BEGIN RECORDS FOR THE EXERCISE

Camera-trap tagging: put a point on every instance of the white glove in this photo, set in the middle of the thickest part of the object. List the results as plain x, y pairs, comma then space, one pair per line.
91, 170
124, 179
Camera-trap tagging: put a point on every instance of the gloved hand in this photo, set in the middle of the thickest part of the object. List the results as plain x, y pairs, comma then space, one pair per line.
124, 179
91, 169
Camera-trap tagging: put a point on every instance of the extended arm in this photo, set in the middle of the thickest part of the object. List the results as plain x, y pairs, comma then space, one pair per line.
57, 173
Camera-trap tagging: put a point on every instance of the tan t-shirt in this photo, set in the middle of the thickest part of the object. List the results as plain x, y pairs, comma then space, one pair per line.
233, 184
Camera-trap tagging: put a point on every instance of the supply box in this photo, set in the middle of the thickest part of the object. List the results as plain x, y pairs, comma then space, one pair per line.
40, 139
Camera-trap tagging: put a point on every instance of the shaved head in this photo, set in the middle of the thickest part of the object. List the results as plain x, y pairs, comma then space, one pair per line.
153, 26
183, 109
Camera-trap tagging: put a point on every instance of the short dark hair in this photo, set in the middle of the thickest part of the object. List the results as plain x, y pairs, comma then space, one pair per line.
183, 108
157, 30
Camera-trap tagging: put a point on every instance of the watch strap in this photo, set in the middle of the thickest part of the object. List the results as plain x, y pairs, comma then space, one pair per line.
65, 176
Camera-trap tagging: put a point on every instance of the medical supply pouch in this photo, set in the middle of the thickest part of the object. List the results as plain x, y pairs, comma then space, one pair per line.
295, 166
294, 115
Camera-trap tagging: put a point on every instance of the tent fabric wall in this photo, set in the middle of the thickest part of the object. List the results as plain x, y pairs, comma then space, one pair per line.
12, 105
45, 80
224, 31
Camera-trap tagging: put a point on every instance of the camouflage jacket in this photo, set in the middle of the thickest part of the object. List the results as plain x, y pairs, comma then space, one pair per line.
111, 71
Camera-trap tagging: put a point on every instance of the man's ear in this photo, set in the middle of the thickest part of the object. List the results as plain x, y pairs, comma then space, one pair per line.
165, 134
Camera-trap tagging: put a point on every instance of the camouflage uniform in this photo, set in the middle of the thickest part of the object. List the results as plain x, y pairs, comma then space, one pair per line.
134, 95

END RECORDS FOR THE EXERCISE

**EXERCISE OBJECTIVE**
Repeat every line of the listing without a single difference.

**EXERCISE SOLUTION**
Camera-trap tagging: put a point on every instance of the white glove in this photo, set in the middle of the thickest part of the object. List the results as plain x, y pairs, comma then space, one pair per line.
91, 170
124, 179
Camera-trap tagging: put a point on every instance of the gloved hand in this photo, set in the middle of the thickest part of the object. List the results as plain x, y pairs, comma then space, one pair per line.
124, 179
91, 169
Camera-trap tagging: put a point on every instance of the extended arm in this photo, set in the middle of the thickest part of the object. List the results as plain x, y pairs, comma then space, one pair per line.
57, 173
Camera-trap tagging: put a point on every instance of the tan t-shirt in this photo, set in the middle of the thickest part of the object. List the results as plain x, y pairs, comma then space, one pair per line.
233, 184
Camera-trap tagging: put a point on every instance of the supply box in this photo, set in the middle of the thickest part of the object. List the results as plain x, y pairs, comma then space, one pair per line.
40, 139
Camera-trap tagging: put a point on every instance of the shaved head in this photo, set in the middle of the thickest part of the object. List the results as plain x, y pairs, comma then space, one pair per line.
153, 26
183, 109
Camera-trap tagging: put a point on every instance of the short dark hair in this photo, set in the middle of the thickest part of the object. List the results as plain x, y pairs, comma then space, one pair per line.
183, 108
157, 30
Camera-trap tagging: put a point on every instance of the watch strap in this photo, set in the middle of the thickest part of the object. List the results as plain x, y pairs, comma then space, one pair per line.
65, 176
Camera-trap tagging: put a point on every instance of the medical supply pouch in this photo, set in the middle of the thickest part of the object. List the results as plain x, y pairs, comma then space, one pair per line.
295, 166
294, 115
Camera-trap tagging: put a point on every instance of the tent fabric wall in this photo, set in the middle of the thickest part of the object. List the results as plain x, y pairs, comma then space, one pair per line.
12, 105
45, 80
224, 31
Camera-trap tagging: put a point on every instance of the camouflage jacket in this photo, set in the middle of the thickest part of the object. List the results as plain x, y pairs, comma then space, one pair per line.
111, 71
Camera-trap tagging: put a point on every instance of the man's ear in this photo, set in the middle of the thickest part of the object. List the results as plain x, y pairs, comma then space, one pair per line.
165, 134
Camera-trap tagging: put a point on every instance of the camouflage uniform in this photo, set in the middle of the thickest part of the object. List the results as plain x, y pairs, comma then space, one pair per line.
134, 95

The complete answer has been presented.